**THE INPUT:**

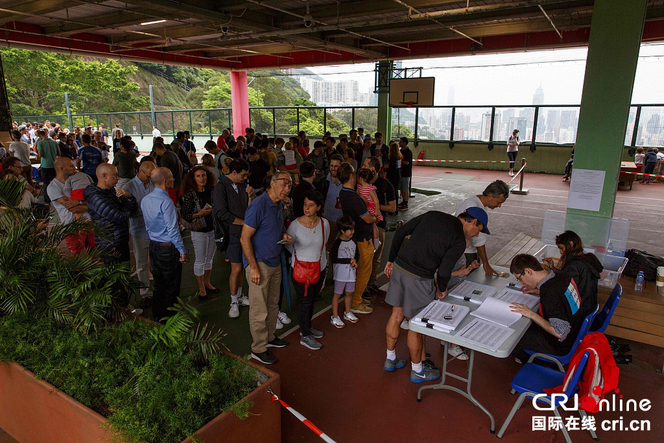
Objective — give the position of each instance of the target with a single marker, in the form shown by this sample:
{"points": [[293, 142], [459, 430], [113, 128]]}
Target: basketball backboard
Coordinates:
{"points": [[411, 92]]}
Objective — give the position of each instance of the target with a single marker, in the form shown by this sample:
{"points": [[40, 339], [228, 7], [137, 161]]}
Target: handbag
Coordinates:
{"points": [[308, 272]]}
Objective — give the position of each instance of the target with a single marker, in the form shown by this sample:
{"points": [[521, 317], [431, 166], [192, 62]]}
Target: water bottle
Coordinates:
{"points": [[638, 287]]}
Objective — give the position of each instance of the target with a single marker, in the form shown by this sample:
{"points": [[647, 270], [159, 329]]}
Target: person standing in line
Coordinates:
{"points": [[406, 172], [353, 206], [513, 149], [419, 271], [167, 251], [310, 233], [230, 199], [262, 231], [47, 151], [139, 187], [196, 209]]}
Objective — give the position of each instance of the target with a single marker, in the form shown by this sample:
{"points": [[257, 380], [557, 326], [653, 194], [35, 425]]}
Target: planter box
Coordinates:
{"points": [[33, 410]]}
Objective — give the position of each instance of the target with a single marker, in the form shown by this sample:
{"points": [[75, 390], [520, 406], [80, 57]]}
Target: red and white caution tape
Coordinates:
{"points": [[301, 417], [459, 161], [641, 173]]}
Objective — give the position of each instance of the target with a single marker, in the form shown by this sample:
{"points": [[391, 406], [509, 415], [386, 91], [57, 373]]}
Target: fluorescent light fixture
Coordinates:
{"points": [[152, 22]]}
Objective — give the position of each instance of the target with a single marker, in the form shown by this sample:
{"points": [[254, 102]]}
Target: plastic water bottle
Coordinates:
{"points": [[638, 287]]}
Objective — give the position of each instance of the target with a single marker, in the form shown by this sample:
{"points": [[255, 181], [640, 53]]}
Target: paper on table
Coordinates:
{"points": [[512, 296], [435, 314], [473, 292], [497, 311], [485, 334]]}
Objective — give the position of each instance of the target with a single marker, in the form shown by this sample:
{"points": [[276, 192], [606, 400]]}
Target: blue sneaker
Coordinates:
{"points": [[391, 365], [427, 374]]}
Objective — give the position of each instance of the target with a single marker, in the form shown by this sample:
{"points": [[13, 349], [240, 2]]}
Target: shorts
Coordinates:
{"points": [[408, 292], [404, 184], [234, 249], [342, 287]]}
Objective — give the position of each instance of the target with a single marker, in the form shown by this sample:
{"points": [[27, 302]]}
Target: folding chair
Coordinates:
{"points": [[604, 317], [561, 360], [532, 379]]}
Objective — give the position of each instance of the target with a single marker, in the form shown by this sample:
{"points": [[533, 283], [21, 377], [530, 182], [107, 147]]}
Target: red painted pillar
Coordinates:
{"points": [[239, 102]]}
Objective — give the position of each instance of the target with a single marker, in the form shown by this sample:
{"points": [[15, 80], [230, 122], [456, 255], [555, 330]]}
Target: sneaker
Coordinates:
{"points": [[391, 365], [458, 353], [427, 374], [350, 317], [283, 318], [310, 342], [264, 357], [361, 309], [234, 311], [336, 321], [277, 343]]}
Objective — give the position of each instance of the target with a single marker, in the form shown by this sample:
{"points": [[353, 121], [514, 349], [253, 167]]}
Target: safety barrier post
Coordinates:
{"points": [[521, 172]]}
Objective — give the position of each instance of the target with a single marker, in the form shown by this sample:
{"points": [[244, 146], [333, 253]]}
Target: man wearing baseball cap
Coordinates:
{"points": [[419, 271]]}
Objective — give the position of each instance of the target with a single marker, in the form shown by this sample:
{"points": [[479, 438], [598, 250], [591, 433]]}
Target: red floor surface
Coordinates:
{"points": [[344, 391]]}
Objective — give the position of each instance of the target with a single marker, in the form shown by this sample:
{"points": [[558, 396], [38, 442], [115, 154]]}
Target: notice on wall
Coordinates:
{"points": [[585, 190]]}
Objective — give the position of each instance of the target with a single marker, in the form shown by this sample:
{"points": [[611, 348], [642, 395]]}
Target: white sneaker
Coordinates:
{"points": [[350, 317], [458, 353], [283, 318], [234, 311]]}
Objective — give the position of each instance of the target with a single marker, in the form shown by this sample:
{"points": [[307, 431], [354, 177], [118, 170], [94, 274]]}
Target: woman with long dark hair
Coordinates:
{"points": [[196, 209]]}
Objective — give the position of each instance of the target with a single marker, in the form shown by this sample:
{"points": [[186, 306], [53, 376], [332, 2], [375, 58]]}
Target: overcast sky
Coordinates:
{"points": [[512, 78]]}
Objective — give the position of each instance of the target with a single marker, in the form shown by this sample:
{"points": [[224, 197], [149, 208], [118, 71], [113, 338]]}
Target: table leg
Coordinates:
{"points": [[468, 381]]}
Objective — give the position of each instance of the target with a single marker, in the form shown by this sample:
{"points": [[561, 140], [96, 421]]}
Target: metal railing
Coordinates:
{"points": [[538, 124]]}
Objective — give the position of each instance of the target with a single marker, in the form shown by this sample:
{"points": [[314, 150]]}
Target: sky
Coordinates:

**THE EXERCISE:**
Pull out each line of the records above that contains the word "bottle".

**EXERCISE RESULT:**
Target: water bottle
Target: plastic water bottle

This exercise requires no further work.